**Source passage:**

Finally, about two years ago, Bal Thackeray was arrested amidst much
fanfare, only to be released promptly by a magistrate. The government
moved the High Court and the case is pending there. Such is the
concern of the judiciary for the worst violations of human rights in
the city of Bombay!
In our report, Crime Against Humanity, there is a huge compilation of
all the 'hate speeches' of Narendra Modi, Praveen Togadia and several
BJP, VHP and Bajrang Dal members. There is also a chapter on 'hate
writings' by these very members. Any one of these is sufficient to
prosecute and convict them under Section 153A or 153B of the IPC. But
are any of them being prosecuted? Will the government ever give
sanction to prosecute them? The reason one requires this sanction is
to condone a casual aberration in the general interest of the public
at large, and not to endorse regular, recurrent violence offered with
impunity in the firm belief that these inciters of violence are above
the law. In a country where there has been a perceptible increase in
communal violence, refusal to give sanction amounts to connivance
with the crime itself by the government, which has a fundamental duty
to prosecute criminals. Since these very offenders have gained
political power through violence, it is proper that the requirement
of giving sanction to prosecute should be treated as obsolete and
done away with. Refusal to give sanction where the material is clear
and unambiguous is as arbitrary as granting sanction where the
material is inadequate. The requirement of sanction generally
operates as a shield to protect these criminals who have no respect
for human lives or human rights.

In almost all the communal riots, it is the minority community that
has suffered the most. Every official Commission of Inquiry appointed
by the concerned governments has, without exception, indicted the
majority community as mainly responsible for the violence. In every
riot, the methodology adopted by the Hindu groups - particularly the
RSS - is the same. This is what the Justice Venugopal Commission says
on the Kanyakumari riots of 1982, between Hindus and Christians: "The
RSS methodology for provoking communal violence is: (a) rousing
communal feelings in the majority community by the propaganda that
Christians are not loyal citizens of the country; (b) deepening the
fear in the majority community by clever propaganda that the
population of the minorities is increasing and that of the Hindus is
decreasing; (c) infiltrating the administration and inducing the
members of the civil and police services by adopting and developing
communal attitudes; (d) training young people of the majority
community in the use of weapons like daggers, swords and spears; (e)
spreading rumours to widen the communal cleavage and deepen communal
feelings by giving a communal colour to trivial incidents."
------------------------------------------------------------------------

Time and again over the last three decades, every commission has
recommended various measures to prevent communal violence, to
de-communalise the police, to punish the guilty and to ensure justice
to victims. All these have remained only on paper. No government, be
it the Congress, or the Janata or the BJP, has shown any interest or
inclination in implementing any of the major recommendations

------------------------------------------------------------------------

At Jamshedpur in 1979, the method was the same: "to rouse the
sentiments of Hindus to a high pitch and to distort events and show
some actions as attacks on Hindus that appear to be part of a design.

**Task statement:** From the excerpt on communal violence, copy the text word for word, starting at "Time and again" and ending at "of a design.".

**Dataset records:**
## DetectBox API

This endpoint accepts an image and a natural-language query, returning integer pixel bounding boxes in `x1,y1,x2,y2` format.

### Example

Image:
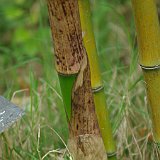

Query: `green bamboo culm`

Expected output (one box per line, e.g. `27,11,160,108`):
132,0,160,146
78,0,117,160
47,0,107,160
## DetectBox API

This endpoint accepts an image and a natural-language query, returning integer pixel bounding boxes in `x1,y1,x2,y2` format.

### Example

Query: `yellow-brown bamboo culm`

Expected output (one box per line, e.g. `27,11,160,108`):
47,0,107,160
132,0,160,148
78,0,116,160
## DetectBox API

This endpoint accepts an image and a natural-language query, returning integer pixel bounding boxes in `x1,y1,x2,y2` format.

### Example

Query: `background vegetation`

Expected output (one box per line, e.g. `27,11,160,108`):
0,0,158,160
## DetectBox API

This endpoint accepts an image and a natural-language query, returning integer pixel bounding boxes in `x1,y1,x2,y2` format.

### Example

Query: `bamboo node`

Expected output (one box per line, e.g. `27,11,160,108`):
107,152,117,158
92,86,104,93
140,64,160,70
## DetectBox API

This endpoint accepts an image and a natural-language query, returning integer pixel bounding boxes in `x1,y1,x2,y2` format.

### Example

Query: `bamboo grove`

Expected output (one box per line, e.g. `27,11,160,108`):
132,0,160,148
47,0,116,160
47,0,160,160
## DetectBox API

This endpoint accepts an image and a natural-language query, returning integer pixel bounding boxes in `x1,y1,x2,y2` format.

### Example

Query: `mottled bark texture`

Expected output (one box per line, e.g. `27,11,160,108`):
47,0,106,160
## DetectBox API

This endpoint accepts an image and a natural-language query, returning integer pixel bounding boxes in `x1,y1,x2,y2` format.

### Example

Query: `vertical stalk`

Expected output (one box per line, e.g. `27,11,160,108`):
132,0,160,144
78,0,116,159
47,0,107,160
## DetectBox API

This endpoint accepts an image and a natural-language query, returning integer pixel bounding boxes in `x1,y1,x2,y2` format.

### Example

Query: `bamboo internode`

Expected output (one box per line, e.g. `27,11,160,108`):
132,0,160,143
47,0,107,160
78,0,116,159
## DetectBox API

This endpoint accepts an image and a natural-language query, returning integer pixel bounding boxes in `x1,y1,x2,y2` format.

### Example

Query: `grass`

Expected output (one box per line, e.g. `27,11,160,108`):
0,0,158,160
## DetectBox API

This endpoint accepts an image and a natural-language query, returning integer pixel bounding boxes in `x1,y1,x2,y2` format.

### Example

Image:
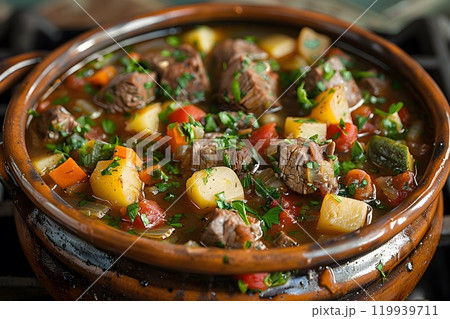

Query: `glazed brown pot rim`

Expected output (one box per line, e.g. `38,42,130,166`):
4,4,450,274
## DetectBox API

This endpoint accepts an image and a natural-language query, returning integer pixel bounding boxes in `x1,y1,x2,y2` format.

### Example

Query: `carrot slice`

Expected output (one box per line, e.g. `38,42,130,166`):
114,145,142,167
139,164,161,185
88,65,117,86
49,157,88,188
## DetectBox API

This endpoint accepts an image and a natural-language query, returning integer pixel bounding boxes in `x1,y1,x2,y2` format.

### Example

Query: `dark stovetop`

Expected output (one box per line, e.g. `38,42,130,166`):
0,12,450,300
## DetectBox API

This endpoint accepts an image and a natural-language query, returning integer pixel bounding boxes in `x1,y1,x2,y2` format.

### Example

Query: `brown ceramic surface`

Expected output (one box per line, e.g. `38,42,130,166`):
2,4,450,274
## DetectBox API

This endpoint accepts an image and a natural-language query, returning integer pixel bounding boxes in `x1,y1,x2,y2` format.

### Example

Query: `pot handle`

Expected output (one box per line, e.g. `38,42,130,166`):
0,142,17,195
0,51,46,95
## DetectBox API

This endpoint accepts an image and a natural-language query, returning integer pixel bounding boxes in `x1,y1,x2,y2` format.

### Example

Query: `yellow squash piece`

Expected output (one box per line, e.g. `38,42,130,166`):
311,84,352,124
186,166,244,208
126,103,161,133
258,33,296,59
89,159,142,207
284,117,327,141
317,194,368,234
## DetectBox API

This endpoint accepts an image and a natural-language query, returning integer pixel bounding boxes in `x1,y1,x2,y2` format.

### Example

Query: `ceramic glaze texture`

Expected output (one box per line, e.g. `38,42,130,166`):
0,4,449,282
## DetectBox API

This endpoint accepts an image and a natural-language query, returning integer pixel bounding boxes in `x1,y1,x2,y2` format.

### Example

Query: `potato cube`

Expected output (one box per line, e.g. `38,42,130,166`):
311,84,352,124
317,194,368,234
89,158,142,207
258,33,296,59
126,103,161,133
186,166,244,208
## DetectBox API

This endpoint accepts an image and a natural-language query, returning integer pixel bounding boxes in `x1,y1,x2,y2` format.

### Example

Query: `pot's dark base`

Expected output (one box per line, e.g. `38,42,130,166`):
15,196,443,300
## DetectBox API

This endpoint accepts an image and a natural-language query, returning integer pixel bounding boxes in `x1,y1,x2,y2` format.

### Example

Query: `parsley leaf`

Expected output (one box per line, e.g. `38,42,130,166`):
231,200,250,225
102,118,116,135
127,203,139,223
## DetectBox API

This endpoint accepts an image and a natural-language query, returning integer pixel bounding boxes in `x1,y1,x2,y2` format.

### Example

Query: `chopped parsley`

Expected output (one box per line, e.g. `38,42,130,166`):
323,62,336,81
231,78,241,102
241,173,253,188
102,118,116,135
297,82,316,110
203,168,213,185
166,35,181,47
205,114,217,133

**The completed task:**
Time and again over the last three decades, every commission has
recommended various measures to prevent communal violence, to
de-communalise the police, to punish the guilty and to ensure justice
to victims. All these have remained only on paper. No government, be
it the Congress, or the Janata or the BJP, has shown any interest or
inclination in implementing any of the major recommendations

------------------------------------------------------------------------

At Jamshedpur in 1979, the method was the same: "to rouse the
sentiments of Hindus to a high pitch and to distort events and show
some actions as attacks on Hindus that appear to be part of a design.